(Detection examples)
# # # # # # #
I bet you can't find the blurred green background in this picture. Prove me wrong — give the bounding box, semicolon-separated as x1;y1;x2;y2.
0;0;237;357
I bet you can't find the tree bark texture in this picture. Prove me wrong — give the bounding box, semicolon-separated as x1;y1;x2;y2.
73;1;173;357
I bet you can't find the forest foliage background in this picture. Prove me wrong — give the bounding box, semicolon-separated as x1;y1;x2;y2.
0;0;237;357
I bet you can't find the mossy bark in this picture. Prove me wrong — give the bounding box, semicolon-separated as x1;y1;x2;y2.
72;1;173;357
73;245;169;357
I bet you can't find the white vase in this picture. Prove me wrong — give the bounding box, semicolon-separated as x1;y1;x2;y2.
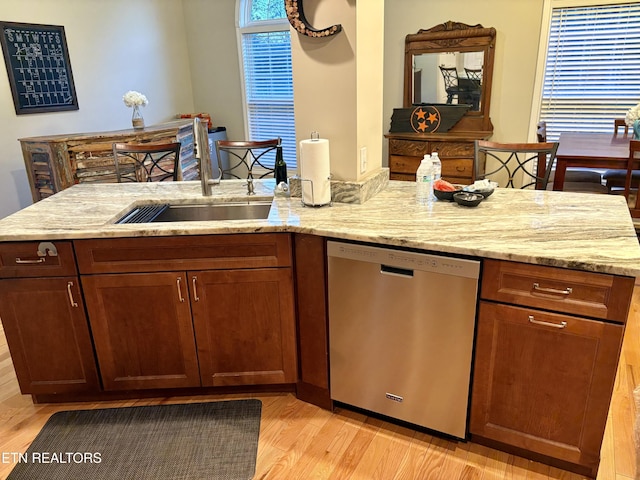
131;105;144;129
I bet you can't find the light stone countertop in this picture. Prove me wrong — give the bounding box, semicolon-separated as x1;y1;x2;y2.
0;180;640;277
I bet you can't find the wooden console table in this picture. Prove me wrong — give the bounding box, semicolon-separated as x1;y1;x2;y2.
19;120;199;202
385;132;490;185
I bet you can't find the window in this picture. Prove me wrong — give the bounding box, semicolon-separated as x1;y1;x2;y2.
238;0;296;169
539;0;640;141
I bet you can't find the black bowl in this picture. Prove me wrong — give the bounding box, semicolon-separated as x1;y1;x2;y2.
433;186;462;202
453;192;484;207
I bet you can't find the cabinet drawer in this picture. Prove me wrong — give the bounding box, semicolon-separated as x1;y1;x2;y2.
389;155;422;175
431;142;475;159
0;242;76;278
74;233;291;273
469;301;624;469
481;260;634;323
442;159;473;183
389;138;430;158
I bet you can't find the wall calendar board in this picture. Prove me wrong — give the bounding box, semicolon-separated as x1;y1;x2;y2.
0;22;78;115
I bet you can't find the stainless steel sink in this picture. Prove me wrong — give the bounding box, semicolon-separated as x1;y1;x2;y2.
116;201;271;223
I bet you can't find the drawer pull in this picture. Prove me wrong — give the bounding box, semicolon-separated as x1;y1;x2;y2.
176;277;184;303
191;275;200;302
16;257;47;264
529;315;567;328
67;282;78;308
533;283;573;295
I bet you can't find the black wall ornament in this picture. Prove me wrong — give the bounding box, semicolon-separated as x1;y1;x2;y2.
284;0;342;37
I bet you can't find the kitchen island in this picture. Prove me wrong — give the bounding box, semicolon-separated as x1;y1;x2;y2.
0;181;640;476
0;180;640;277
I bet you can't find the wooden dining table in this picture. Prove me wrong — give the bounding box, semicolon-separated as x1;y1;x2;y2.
553;132;631;190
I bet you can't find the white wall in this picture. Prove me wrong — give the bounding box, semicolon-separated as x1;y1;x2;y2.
0;0;194;218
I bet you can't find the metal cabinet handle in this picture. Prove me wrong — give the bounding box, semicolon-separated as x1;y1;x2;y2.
533;283;573;295
529;315;567;328
16;257;47;263
176;277;184;303
67;282;78;308
191;275;200;302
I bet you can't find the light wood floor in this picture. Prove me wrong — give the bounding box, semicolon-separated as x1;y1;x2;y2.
0;287;640;480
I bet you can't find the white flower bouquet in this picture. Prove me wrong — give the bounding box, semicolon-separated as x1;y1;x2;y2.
122;90;149;107
624;103;640;127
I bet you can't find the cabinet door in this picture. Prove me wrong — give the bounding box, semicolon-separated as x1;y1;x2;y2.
0;277;100;394
470;302;623;471
188;268;296;386
82;273;200;390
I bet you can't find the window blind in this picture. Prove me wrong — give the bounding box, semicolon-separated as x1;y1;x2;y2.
540;2;640;141
242;30;296;169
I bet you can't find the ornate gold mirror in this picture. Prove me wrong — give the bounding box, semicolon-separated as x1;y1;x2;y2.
403;21;496;132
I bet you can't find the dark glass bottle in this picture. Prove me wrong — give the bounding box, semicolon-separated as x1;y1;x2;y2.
274;145;287;185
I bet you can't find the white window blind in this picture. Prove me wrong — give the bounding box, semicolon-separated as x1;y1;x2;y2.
540;2;640;141
241;0;297;169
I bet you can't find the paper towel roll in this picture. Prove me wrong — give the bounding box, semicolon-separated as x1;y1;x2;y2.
300;138;331;206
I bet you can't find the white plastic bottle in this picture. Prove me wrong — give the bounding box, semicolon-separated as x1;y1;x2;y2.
416;154;433;205
431;152;442;182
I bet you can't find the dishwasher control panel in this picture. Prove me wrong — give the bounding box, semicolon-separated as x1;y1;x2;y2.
327;241;480;278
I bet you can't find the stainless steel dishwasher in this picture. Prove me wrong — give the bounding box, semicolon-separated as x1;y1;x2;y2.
327;241;480;438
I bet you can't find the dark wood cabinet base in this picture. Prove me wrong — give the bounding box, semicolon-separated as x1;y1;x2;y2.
31;383;296;408
469;435;599;478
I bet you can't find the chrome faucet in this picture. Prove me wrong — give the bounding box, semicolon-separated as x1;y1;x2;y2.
193;117;222;197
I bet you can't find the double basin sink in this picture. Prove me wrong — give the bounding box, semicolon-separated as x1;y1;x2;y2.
115;200;271;223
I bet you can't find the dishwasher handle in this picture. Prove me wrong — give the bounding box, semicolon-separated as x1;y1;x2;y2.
380;264;413;278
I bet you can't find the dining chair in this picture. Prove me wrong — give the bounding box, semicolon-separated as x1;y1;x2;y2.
215;138;281;179
475;140;558;190
439;65;463;103
602;118;640;193
464;67;482;86
113;142;181;183
623;140;640;218
613;118;629;137
536;120;607;193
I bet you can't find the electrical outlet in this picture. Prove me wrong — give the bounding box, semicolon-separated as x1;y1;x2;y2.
360;147;367;173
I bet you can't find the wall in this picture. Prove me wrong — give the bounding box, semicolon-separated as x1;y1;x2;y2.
383;0;543;146
0;0;543;217
0;0;194;218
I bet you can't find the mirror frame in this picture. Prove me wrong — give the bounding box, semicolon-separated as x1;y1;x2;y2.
403;21;496;134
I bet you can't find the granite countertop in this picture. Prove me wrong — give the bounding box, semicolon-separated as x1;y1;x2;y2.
0;180;640;277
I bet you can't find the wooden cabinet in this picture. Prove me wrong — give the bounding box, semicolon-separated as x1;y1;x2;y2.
75;234;297;390
386;133;487;185
470;260;634;477
82;272;200;390
293;233;333;409
0;242;100;395
188;268;296;387
20;120;199;202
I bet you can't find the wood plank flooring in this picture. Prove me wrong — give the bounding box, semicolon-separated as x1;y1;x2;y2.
0;287;640;480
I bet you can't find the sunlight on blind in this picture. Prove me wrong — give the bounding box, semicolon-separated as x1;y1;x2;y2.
540;2;640;141
242;31;296;170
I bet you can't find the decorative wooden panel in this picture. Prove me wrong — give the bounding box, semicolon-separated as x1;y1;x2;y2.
20;120;199;202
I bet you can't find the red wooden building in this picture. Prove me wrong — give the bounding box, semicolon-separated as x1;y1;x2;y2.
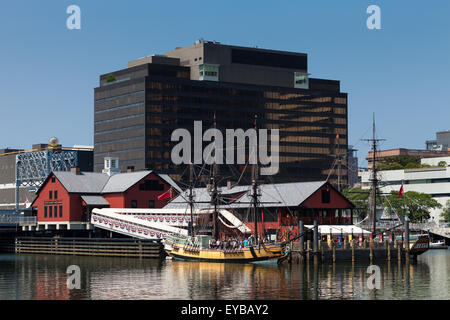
31;168;181;229
166;181;354;239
# # # # # # #
*What to do:* Rewrite all of the lines above with "bounding box" replaced by "enclosing box" and everything else left unchanged. Leave the pictures out of your answer.

*Worked solution:*
I bet you can't find the blurred green background in this picture. Prove me wrong — give the enclosing box, semicolon-separated as x1;y1;x2;y2.
0;0;237;357
I bet you can't find the tree bark texture in this picture. Prove me wrong — give the enclosing box, semicolon-separated as x1;y1;x2;y2.
73;1;173;357
I bet you can't find the forest foliage background in this picture. Prove me wrong — give the enclosing box, semicolon-separated as x1;y1;x2;y2.
0;0;237;357
I bet you can't find the mossy bark in this picture. Prove me wrong — give the enclosing box, semicolon-separated as x1;y1;x2;y2.
72;1;173;357
73;245;169;357
I bet you can't find the white vase in this picture. Prove me wrong — give the enclosing box, semicolon-separated as x1;y1;x2;y2.
131;105;144;129
I bet you can't find the light stone countertop in this picture. Prove me wrong — give the enclosing box, semicolon-separated as x1;y1;x2;y2.
0;180;640;277
I bet you can't find the wooden console table in this picture. Prove me wrong — give the enclosing box, semicolon-separated as x1;y1;x2;y2.
19;120;199;202
385;132;490;185
I bet you can't find the window in this picture. Prove me wrong — give the enclosing box, semicolon-separated as x1;y1;x2;y2.
238;0;296;169
539;0;640;141
I bet you can't find the black bowl in this picture. Prove me wrong — give the enclosing box, semicolon-separated as x1;y1;x2;y2.
433;186;462;202
453;192;484;207
I bet you can't find the cabinet drawer in this picture. Prove me wrong — give the enclosing box, semicolon-separated as x1;y1;x2;y2.
389;155;422;175
431;142;475;159
0;242;76;278
74;233;291;273
469;301;624;469
481;260;634;323
442;159;473;183
389;138;430;158
I bet you can't find the wall calendar board in this picture. Prove me wrong — give the enclosing box, semicolon-separated as x1;y1;x2;y2.
0;22;78;115
I bet you can't find the stainless steel sink in this picture. Prove me wrong — give the enclosing box, semicolon-separated as x1;y1;x2;y2.
116;201;271;223
I bet you can't find the drawer pull in this picture. Prove me wrong — give the enclosing box, semicolon-separated as x1;y1;x2;y2.
176;277;184;303
191;275;200;302
16;257;47;264
529;315;567;328
67;282;78;308
533;283;573;295
I bet you can't find the black wall ornament in this picture. Prove me wrong — give the enclosing box, semicolon-separated as x1;y1;x2;y2.
284;0;342;37
I bet you can't find the kitchen island in this picture. Prove me wrong — give the enclosing box, semicolon-separated as x1;y1;x2;y2.
0;181;640;476
0;180;640;277
I bet you can't find the wooden dining table in this picture. Prove me wrong — give the enclosing box, semicolon-separated as x1;y1;x2;y2.
553;132;631;190
I bet you can't find the white wall in this picture. Prove me wrong — give the enclosing box, semicolon-separated as x1;y1;x2;y2.
0;0;194;218
I bet you can't find the metal cabinet handle in this picture. Prove me wrong — give the enclosing box, semicolon-separated as x1;y1;x2;y2.
533;283;573;295
529;315;567;328
16;257;47;263
176;277;184;303
67;282;78;308
191;275;200;302
I bet you can't find the light wood floor in this picture. Prove me wrong — give the enclosing box, semicolon-separated as x1;y1;x2;y2.
0;287;640;480
I bet you can't find the white flower bouquet in this picture. Prove me wrong — give the enclosing box, semicolon-separated as x1;y1;x2;y2.
122;90;149;107
624;103;640;127
I bet you can't find the cabinet door in this picture. Prove me wrong — give the enclosing box, semicolon-separated as x1;y1;x2;y2.
0;277;100;394
470;302;623;471
188;268;296;386
82;273;200;390
I bet you can't find the window blind in this picture. Prove me wrong — give the enclosing box, semicolon-separated as x1;y1;x2;y2.
540;2;640;141
242;30;296;169
I bet you can't find the ornate gold mirror in this picture. Prove me wrong — give the enclosing box, semicolon-separated as x1;y1;x2;y2.
403;21;496;132
I bet you can't find the dark glass bottle in this picture. Prove me wrong — give the enclosing box, semicolon-separated as x1;y1;x2;y2.
274;145;287;185
I bet you can't find the white window blind in this picture. Prove me wrong — give the enclosing box, semicolon-separated as x1;y1;x2;y2.
540;2;640;141
241;0;297;169
I bet you can't find the paper towel roll in this picture. Prove me wrong — give the enclosing box, semicolon-separated as x1;y1;x2;y2.
300;138;331;206
I bet you can't find the white plastic bottle in this picture. Prove me wrong — give the enclosing box, semicolon-separated as x1;y1;x2;y2.
416;154;433;205
431;152;442;182
I bet you can't find the dishwasher control panel in this picture. Prove me wrong — give the enclosing box, semicolon-separated as x1;y1;x2;y2.
327;241;480;278
I bet you can't find the stainless steel dishwasher in this picture. Prove me wrong — give the enclosing box, semicolon-separated as x1;y1;x2;y2.
327;241;480;438
I bet you can't find the dark wood cabinet base in this picture. Prove me wrong — give the enclosing box, semicolon-separated as x1;y1;x2;y2.
31;383;296;408
469;435;599;478
I bet you can't find the chrome faucet in this picture. Prove me wrong — give the enclosing box, semicolon-separated as x1;y1;x2;y2.
193;117;222;197
I bet you can't find the double basin sink in this picture. Prove me wrong — give the enclosing box, semicolon-separated as x1;y1;x2;y2.
115;200;271;223
I bet you can't find the dishwasher handle in this picture. Prove me wrong — give the enclosing box, semicolon-separated as x1;y1;x2;y2.
380;264;413;278
I bet you can't find the dining chair in this picture. Prove me wrong — give the enclosing box, semicolon-separated as x1;y1;x2;y2.
215;138;281;179
475;140;558;190
439;65;463;103
602;118;640;193
464;67;482;86
113;142;181;183
623;140;640;218
613;118;629;137
536;120;607;193
I bet you can't find the electrical outlet in this picture. Prove me wrong — give the enclosing box, semicolon-separated as x1;y1;x2;y2.
360;147;367;173
I bet you can't find the wall in this picture. Prove me wrong — give the enclosing box, semicolon-separated as x1;y1;x2;y2.
383;0;543;146
0;0;543;217
0;0;194;218
I bet you can't find the mirror frame in this picture. Prove me wrong — give the enclosing box, semicolon-separated as x1;y1;x2;y2.
403;21;496;134
I bet you can't find the granite countertop in this picture. Prove me wrong — give the enclosing box, semicolon-separated as x1;y1;x2;y2.
0;180;640;277
I bet you can't find the wooden cabinet in this picture. Prove me wrong — give the enclosing box, semicolon-separated as x1;y1;x2;y2.
75;234;297;390
386;133;487;185
470;260;634;477
82;272;200;390
293;233;333;409
0;242;100;395
188;268;296;387
20;120;199;202
I bet you can't find the wood plank flooring in this picture. Prove me wrong — give the enclosing box, semicolon-separated as x1;y1;x2;y2.
0;287;640;480
I bet you can't find the sunlight on blind in this picture. Prove me wrong — give the enclosing box, semicolon-separated as x1;y1;x2;y2.
540;2;640;141
242;31;296;170
I bet you can't find the decorative wooden panel in this picture. Prove me wrong — give the enclosing box, semicolon-separated as x1;y1;x2;y2.
20;120;199;202
I bet you can't find the red wooden building in this picture. Prove me wrong — give the enclosing box, semicolon-separated as x1;y1;x2;y2.
31;168;181;229
166;181;354;239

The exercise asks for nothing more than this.